Actions to take.
1. Translate this sentence from the article on Musk's case against OpenAI into Spanish: "He pointed to testimony from former OpenAI leaders including Ilya Sutskever and Mira Murati as evidence that Altman had misled colleagues about the company's direction."
2. From the article on Musk's case against OpenAI, set down word for word the passage starting at "Musk's lead attorney" and ending at "initial public offering.".

Text excerpt.
───

Closing Arguments Begin in Musk's Battle to Rein In OpenAI
Lawyers for Elon Musk and OpenAI delivered their final pitches to a California jury Thursday in a trial that could determine whether one of the world's most powerful AI companies remains bound by its original nonprofit mission or continues its rapid shift toward profit-driven growth. The case, brought by Musk in 2024, accuses OpenAI chief executive Sam Altman and president Greg Brockman of deceiving early backers and abandoning the pledge to develop artificial intelligence for humanity's benefit rather than shareholder returns.
Musk's lead attorney Steven Molo told jurors that OpenAI had misused the $38 million Musk donated in its first years and pursued personal enrichment through stock grants and deals that benefited executives. He pointed to testimony from former OpenAI leaders including Ilya Sutskever and Mira Murati as evidence that Altman had misled colleagues about the company's direction. Molo framed the dispute as a straightforward breach of charitable trust that, if left unchecked, would allow OpenAI to convert its nonprofit status into a vehicle for massive private gain ahead of a planned initial public offering.

───

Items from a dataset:
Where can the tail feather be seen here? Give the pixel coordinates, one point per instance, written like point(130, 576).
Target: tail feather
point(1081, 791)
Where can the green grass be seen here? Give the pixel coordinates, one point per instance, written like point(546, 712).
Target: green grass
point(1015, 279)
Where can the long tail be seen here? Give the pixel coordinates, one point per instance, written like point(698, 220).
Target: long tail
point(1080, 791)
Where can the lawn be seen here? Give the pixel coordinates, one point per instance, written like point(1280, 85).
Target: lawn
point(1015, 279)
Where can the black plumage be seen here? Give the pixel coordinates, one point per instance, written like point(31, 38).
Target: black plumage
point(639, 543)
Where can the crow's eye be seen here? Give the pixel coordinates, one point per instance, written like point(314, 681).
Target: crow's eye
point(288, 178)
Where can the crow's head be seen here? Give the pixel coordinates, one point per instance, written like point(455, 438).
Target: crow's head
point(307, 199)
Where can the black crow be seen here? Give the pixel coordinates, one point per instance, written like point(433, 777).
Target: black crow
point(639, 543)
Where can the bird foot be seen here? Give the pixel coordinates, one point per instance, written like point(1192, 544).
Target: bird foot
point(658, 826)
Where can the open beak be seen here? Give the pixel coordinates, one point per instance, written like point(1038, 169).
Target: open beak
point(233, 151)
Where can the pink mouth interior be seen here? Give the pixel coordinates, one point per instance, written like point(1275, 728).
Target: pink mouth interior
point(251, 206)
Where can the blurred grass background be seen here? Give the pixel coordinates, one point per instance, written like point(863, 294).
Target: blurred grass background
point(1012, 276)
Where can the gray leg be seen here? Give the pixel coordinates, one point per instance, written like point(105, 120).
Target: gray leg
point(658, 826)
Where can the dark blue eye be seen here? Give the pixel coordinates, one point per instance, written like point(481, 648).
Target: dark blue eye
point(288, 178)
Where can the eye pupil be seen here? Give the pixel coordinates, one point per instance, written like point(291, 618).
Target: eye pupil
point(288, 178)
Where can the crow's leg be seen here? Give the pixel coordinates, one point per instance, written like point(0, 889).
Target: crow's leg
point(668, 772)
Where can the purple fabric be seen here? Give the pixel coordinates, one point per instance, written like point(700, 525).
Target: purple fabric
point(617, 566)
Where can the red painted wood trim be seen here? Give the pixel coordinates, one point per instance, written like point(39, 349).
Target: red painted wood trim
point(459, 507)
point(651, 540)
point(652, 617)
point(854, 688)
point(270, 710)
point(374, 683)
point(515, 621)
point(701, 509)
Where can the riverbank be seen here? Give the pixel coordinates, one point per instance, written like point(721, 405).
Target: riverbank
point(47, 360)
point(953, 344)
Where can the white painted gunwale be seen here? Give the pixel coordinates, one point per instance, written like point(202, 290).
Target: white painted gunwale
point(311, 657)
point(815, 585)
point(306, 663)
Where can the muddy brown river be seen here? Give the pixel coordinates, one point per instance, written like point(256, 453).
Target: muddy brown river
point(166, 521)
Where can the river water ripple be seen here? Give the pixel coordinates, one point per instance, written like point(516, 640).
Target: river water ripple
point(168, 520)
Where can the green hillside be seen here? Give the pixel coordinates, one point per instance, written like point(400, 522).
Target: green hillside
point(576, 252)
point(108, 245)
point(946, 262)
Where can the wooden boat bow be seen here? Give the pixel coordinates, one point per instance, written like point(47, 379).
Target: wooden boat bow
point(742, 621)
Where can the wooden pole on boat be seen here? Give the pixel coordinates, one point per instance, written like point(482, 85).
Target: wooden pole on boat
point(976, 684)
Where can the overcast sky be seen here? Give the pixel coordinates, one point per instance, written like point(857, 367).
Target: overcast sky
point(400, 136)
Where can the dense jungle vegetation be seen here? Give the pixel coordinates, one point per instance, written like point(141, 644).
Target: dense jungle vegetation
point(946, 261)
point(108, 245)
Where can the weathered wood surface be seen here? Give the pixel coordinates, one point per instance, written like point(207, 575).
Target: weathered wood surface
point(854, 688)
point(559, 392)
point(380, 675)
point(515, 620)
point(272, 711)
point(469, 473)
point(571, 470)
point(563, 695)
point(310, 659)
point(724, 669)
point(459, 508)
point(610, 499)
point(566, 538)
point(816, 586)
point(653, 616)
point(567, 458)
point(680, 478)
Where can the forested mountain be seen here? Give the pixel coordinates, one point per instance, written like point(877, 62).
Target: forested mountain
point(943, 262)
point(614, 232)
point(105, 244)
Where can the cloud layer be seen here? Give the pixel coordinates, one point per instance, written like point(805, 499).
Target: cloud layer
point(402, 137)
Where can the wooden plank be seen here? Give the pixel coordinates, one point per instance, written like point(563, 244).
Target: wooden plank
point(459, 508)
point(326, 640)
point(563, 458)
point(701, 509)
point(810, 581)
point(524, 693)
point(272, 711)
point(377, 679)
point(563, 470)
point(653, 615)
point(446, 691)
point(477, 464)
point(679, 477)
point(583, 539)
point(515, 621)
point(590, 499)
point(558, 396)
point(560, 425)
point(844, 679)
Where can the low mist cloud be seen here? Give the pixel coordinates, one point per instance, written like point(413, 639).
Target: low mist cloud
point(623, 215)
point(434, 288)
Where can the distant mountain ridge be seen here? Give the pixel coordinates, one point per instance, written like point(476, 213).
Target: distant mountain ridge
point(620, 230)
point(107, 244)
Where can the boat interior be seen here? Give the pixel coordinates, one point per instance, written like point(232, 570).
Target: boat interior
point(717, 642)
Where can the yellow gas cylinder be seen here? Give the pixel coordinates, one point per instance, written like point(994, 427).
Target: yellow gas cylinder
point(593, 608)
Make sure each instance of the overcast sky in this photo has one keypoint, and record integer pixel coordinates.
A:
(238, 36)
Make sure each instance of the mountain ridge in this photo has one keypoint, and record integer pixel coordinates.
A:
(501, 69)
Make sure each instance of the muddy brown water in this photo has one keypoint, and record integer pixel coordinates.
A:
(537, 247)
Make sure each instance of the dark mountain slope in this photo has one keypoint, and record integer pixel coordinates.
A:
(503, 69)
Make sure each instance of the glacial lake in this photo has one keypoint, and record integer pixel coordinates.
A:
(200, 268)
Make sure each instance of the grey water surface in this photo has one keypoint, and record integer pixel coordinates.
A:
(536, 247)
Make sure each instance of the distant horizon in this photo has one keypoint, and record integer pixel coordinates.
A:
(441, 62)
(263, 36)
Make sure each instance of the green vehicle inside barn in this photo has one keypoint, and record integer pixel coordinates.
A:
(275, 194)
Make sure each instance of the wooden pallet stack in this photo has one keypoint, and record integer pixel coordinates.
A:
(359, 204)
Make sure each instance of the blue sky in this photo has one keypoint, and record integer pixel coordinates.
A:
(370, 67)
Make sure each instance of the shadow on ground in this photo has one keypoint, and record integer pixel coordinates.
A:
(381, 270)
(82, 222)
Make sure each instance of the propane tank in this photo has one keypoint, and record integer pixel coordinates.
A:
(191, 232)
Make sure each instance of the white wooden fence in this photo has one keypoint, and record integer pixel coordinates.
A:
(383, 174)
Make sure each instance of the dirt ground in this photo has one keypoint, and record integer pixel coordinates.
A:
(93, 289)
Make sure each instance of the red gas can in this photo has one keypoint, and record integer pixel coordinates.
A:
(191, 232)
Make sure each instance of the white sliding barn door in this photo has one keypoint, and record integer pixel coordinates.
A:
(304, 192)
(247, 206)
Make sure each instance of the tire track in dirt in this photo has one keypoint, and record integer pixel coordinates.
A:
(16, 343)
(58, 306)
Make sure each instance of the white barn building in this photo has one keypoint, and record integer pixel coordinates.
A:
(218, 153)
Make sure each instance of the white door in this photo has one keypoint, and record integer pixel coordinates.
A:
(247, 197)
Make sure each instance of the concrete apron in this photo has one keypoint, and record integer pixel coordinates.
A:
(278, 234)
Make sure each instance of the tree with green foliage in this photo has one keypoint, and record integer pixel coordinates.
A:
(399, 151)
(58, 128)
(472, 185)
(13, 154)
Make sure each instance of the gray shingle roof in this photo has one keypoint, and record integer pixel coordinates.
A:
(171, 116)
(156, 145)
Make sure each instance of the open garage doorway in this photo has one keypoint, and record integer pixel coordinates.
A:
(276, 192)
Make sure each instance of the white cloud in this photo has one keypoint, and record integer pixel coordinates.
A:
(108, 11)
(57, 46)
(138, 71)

───

Numbered responses.
1. Señaló el testimonio de antiguos líderes de OpenAI, entre ellos Ilya Sutskever y Mira Murati, como prueba de que Altman había engañado a sus colegas sobre el rumbo de la empresa.

2.
Musk's lead attorney Steven Molo told jurors that OpenAI had misused the $38 million Musk donated in its first years and pursued personal enrichment through stock grants and deals that benefited executives. He pointed to testimony from former OpenAI leaders including Ilya Sutskever and Mira Murati as evidence that Altman had misled colleagues about the company's direction. Molo framed the dispute as a straightforward breach of charitable trust that, if left unchecked, would allow OpenAI to convert its nonprofit status into a vehicle for massive private gain ahead of a planned initial public offering.